[Entries from a point annotation set]
[BEGIN]

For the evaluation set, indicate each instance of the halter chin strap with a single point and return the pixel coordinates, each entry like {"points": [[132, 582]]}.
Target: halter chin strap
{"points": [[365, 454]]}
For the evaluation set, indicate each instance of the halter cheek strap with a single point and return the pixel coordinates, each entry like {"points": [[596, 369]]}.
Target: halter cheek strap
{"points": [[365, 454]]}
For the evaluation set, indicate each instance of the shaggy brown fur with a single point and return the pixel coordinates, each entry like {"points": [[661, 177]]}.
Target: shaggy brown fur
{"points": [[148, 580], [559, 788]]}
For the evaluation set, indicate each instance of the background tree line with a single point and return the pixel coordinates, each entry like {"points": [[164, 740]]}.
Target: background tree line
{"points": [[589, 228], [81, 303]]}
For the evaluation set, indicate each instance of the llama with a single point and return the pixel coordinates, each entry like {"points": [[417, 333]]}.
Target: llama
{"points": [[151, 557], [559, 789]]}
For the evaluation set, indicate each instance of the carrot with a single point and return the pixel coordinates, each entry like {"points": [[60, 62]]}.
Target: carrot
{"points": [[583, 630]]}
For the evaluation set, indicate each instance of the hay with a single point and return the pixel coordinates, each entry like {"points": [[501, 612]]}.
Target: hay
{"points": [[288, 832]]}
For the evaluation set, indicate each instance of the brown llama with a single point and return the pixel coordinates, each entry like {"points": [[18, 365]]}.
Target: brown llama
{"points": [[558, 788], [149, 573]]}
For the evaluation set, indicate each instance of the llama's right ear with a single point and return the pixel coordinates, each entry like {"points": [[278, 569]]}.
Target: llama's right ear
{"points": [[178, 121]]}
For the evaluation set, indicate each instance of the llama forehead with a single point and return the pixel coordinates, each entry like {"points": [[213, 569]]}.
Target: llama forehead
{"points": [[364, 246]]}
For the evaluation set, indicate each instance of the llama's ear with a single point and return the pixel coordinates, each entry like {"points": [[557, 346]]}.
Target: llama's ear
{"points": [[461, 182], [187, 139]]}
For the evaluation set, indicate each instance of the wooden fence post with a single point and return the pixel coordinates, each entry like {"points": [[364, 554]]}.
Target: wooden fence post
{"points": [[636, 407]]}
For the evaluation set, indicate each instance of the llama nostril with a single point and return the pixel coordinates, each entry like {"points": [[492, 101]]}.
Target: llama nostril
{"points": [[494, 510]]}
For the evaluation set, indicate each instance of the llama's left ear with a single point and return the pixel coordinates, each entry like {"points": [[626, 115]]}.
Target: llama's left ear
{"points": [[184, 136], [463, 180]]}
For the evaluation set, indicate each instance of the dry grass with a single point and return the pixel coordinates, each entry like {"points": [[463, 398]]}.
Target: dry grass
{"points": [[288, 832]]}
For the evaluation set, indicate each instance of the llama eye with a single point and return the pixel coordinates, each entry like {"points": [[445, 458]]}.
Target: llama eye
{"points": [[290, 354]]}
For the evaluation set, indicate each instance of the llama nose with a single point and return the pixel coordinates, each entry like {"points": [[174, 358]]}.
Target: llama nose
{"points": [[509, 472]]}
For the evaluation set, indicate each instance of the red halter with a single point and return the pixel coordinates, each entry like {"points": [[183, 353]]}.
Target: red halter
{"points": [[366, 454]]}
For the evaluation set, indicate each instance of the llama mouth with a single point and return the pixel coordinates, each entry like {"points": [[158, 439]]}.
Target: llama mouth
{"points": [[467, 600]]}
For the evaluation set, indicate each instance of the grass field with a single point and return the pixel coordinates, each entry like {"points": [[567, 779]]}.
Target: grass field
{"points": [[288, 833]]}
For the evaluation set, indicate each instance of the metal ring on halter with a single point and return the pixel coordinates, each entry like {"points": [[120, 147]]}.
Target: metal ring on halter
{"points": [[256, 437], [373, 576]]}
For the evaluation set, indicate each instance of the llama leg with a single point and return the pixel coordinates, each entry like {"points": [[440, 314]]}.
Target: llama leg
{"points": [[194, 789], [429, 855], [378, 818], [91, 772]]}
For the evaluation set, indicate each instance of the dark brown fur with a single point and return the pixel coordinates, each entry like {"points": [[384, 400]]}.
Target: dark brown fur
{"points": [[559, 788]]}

[END]

> **Given instruction**: Write out all the data again, exactly as it appears.

> **Complete answer**:
For the evaluation set, indicate each instance of the halter chin strap with a single point and return the pixel coordinates, each entry like {"points": [[132, 582]]}.
Target: halter chin strap
{"points": [[365, 454]]}
For the evaluation set, indicate each instance of the halter cheek strap with a single point and return the pixel coordinates, each entry like {"points": [[596, 369]]}.
Target: halter cheek strap
{"points": [[365, 454]]}
For the evaluation set, indicate each instance of the shaggy brown fur with a single point and return the pixel coordinates, each entry like {"points": [[661, 177]]}.
Target: shaggy brown fur
{"points": [[148, 580], [559, 788]]}
For the evaluation set, indicate each instance of the background tree line with a single point and return the pixel coordinates, each entry like {"points": [[164, 740]]}.
Target: background tree line
{"points": [[589, 228], [81, 303]]}
For the evaluation set, indicate each instance of the llama with a single point and return the pixel coordinates, each entry like {"points": [[417, 333]]}.
Target: llama
{"points": [[151, 557], [559, 789]]}
For the evaluation set, indicate each instance of the carrot with a single point and return the pixel coordinates, each entry like {"points": [[60, 62]]}.
Target: carrot
{"points": [[583, 630]]}
For the evaluation set, indicate each instance of the hay with a single point and return the pixel coordinates, each entry like {"points": [[501, 612]]}.
Target: hay
{"points": [[288, 832]]}
For the evaluation set, indicate each instance of the brown llama with a single point and return the pixel coordinates, each entry like {"points": [[18, 365]]}.
Target: brown llama
{"points": [[558, 788], [149, 573]]}
For the evaluation set, indicate each instance of the llama's right ear with a single point and return the pixel coordinates, each entry like {"points": [[278, 569]]}.
Target: llama's right ear
{"points": [[178, 121]]}
For the evaluation set, indicate each instance of the llama forehead with a single point and return the pixel coordinates, each entry like {"points": [[213, 569]]}.
Target: llama forehead
{"points": [[364, 246]]}
For the evaluation set, indicate each instance of the llama's ear with a single point and return the pixel coordinates, each entry like {"points": [[557, 346]]}.
Target: llama's ear
{"points": [[461, 182], [187, 139]]}
For the evaluation set, indicate each instance of the wooden fence post with a single point and return the pixel coordinates, each entry like {"points": [[364, 554]]}.
Target: wooden fence post
{"points": [[636, 407]]}
For the evaluation set, indicate each instance of the llama nostril with a single point and return the pixel coordinates, each entry like {"points": [[492, 101]]}.
Target: llama nostril
{"points": [[494, 510]]}
For the evaluation set, indicate each instance of the llama's left ear with a single point and return the pixel coordinates, each entry like {"points": [[626, 115]]}.
Target: llama's left ear
{"points": [[184, 136], [463, 180]]}
For the evaluation set, indicate each instance of the dry grass with a single point and return the pixel coordinates, each entry like {"points": [[463, 398]]}.
Target: dry grass
{"points": [[288, 832]]}
For the evaluation set, indicate each instance of the llama eye with a single point and return the pixel coordinates, each entry like {"points": [[445, 458]]}.
Target: llama eye
{"points": [[290, 354]]}
For the evaluation set, indicate each instance of the llama nose with a single point and return the pixel coordinates, each entry like {"points": [[174, 358]]}.
Target: llama nose
{"points": [[509, 472]]}
For the evaluation set, indicate each instance of the red halter with a single point and return the pixel coordinates, each entry like {"points": [[183, 353]]}.
Target: red halter
{"points": [[366, 454]]}
For the evaluation set, indicate each instance of the llama mouth with a single point and return the pixel coordinates, each entry like {"points": [[158, 439]]}.
Target: llama mouth
{"points": [[467, 600]]}
For the evaluation set, indicate each instance of the grass field with a single point and return the pixel coordinates, each entry like {"points": [[567, 779]]}.
Target: grass field
{"points": [[288, 833]]}
For the evaluation set, indicate each instance of the metal ring on halter with a single point and return the pixel coordinates, each entry like {"points": [[120, 147]]}.
Target: metal ring on halter
{"points": [[256, 437], [373, 576]]}
For the evaluation set, indicate each instance of the llama leg with a single point and return the pixel coordinates, each entry like {"points": [[440, 314]]}.
Target: llama leg
{"points": [[194, 789], [429, 855], [378, 818], [91, 772]]}
For the evaluation set, indicate each instance of the dark brown fur with a single point and return the pixel coordinates, each entry like {"points": [[384, 400]]}.
Target: dark brown fur
{"points": [[559, 788]]}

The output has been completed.